_QUOTED PASSAGE:_

------------------------------

Inside the small studio, the natural light of the midafternoon sun blanketed us and the light wood floors. Spooner took a couple breaths and leaned closer to his friend Mark, his canvas for the day. For several hours, he was laser focused. Mark mostly looked outside, trying not to concentrate on the pain in his arm, as Spooner worked on a huge wizard that took up most of his sleeve.

Spooner’s tattoos are mostly black and gray, starting with bold outlines and employing any number of shading techniques, including dot work and whip shading. “Tattooing isn’t too far from what I do with comics,” he said. Spooner went to an arts high school in New York City in the 1990s where illustration wasn’t considered a fine art, but seeing how realistic and beautiful his tattooing is, it’s clear that that pretentious notion was misguided.

Before tattooing, Spooner wasn’t able to save a dime. He was laid off from a low-level production job in 2008, one he got for stability in preparation for the birth of his first daughter, Hollis. A friend of his who was a tattooer helped him get his first gigs. After a couple quick lessons, he was off, asking folks in his Facebook network if they’d let him execute his trials and errors on their skin. The first shop he worked at shared a building with an all-Black women’s barber salon, and the majority of his clients were queer Black lesbians who came to him from next door. Within a year, he was making enough to live on and start saving money.

------------------------------

_SET OF TASKS:_
(A) For each statement, answer yes or no according to the Spooner profile, quoting the exact words that decide it: (i) Spooner's tattoos are mostly black and gray. (ii) Spooner was laid off from his production job in 2010. (iii) Spooner attended an arts high school in Chicago.
(B) Write the next paragraph of the Spooner profile, starting after its final sentence.

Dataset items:
------------------------------

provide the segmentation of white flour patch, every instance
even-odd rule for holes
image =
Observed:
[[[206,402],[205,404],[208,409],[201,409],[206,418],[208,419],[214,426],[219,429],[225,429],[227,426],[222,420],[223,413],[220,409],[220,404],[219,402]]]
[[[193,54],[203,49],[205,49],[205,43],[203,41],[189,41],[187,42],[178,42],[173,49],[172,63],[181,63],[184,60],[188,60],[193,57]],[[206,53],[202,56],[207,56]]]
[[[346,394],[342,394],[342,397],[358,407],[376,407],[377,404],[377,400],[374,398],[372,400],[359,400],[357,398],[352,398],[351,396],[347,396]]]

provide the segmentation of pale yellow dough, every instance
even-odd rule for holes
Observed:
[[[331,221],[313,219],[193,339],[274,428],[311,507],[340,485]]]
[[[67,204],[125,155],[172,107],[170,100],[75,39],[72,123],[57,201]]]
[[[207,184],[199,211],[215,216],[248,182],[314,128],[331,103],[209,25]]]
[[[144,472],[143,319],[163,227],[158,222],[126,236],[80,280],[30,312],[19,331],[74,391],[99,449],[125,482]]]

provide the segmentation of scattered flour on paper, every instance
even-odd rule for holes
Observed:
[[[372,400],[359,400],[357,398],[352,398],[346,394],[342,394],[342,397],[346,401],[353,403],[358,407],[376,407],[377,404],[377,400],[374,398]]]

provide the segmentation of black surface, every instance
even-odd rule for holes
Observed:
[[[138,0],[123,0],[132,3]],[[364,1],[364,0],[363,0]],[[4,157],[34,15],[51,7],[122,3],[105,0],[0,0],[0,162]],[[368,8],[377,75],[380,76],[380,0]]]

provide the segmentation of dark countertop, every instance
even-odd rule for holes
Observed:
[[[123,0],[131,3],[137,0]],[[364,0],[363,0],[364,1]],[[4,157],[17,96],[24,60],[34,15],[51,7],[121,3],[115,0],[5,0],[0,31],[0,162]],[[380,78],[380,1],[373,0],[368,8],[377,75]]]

------------------------------

_ANSWERS TO EACH TASK:_
(A)
(i) Yes: "Spooner’s tattoos are mostly black and gray"
(ii) No: "He was laid off from a low-level production job in 2008"
(iii) No: "Spooner went to an arts high school in New York City in the 1990s"

(B)
Over the decades, he has increasingly felt the need to move away from tattooing to further serve himself as an artist. “I enjoy it. I love hanging out with cool people. I just need something else to be fulfilled. Some of it is ego. I didn’t go through the right channels to be well known or make a difference. On the whole, I was busy, but it’s not like I was in tattoo magazines. Tattooing makes a difference in individuals’ lives, which was enough at some point."

Before my studio visit, I had recently met Spooner, who is 46, at the Highland Cafe in East LA’s Highland Park. He is 6-foot-3 and throughout the weekend I visited, wore some combination of a black cap, punk-band T-shirt, and slim-fitting black jeans. He is soft spoken, with kind eyes and a salt-and-pepper goatee. He and his partner, Lisa, and their dog, Rumi, a chocolate labradoodle, have lived in LA going on seven years. For brunch, Spooner, who is a vegan, ordered an open-faced avocado and bean sprouts sandwich with breakfast potatoes and an iced coffee. We sat in the backyard where high-top tables and chairs were shaded with giant umbrellas. Rumi sat eagerly on her haunches and watched Spooner, waiting. “I gave him two potatoes before you got here.” I asked him whether Rumi had been to puppy school, knowing full well the answer. The center of Spooner’s punk ethos is DIY; from cycling to filmmaking to tattooing, writing, and dog training, he has been completely self-taught. To train Rumi, he said, looking at the puppy, he “obsessively watched YouTube videos.” Spooner told Rumi to “lie down” a couple times before he actually did. “He’s not perfect but he’s attentive.”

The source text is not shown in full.